GIVEN TASK
Reproduce the stretch of material from the line containing "task: segment the red spray paint graffiti" through the line containing "POLYGON ((199 119, 198", requests included, and increase every coordinate in its answer by 65.

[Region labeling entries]
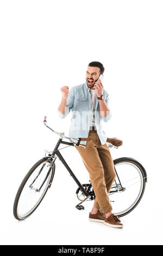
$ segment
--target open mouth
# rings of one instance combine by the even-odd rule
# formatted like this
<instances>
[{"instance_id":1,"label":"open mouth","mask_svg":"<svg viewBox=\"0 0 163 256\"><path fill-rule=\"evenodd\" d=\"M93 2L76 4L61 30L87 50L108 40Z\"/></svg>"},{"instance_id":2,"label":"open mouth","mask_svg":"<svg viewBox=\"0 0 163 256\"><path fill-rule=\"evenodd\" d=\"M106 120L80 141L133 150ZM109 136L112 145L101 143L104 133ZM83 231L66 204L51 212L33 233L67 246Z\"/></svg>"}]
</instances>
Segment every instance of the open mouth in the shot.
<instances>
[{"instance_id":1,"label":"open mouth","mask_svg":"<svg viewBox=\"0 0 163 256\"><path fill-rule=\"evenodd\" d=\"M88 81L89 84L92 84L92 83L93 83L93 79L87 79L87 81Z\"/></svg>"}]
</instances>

--

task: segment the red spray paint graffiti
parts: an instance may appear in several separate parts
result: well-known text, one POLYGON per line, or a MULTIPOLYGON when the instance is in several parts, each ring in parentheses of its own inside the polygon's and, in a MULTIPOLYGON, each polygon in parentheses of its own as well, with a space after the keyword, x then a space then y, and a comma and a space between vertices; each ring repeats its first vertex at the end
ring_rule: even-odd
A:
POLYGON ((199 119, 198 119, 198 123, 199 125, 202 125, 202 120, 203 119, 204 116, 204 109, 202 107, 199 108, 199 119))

==

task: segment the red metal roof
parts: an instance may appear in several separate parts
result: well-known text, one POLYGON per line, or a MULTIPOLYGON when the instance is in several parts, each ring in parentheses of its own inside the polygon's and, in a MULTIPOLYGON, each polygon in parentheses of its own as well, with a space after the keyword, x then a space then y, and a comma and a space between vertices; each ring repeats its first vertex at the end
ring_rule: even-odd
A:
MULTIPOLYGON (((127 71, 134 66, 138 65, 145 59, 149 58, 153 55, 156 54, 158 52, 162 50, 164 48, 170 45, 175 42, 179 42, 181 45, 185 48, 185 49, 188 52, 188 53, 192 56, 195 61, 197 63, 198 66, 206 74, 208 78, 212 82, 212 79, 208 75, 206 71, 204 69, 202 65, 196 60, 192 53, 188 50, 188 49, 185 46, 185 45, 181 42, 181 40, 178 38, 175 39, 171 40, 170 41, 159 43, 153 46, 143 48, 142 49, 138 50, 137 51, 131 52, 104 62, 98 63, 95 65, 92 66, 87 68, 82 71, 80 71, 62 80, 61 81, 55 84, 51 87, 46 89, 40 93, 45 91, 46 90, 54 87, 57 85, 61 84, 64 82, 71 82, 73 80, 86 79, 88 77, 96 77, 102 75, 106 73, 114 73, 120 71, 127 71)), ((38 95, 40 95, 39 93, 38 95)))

CORRECT ANSWER
task: segment the red spray paint graffiti
parts: an instance may appear in several separate parts
result: well-known text, one POLYGON per line, or a MULTIPOLYGON when the instance is in several parts, each ring in parentheses of its own inside the polygon's and, in a MULTIPOLYGON, each polygon in parentheses of its own as well, with a space after the keyword, x then a space then y, and a comma and a space between vertices; each ring repeats its first vertex at the end
ring_rule: even-odd
A:
POLYGON ((264 184, 263 184, 263 188, 264 190, 267 190, 267 185, 268 184, 269 181, 269 174, 267 172, 264 173, 264 184))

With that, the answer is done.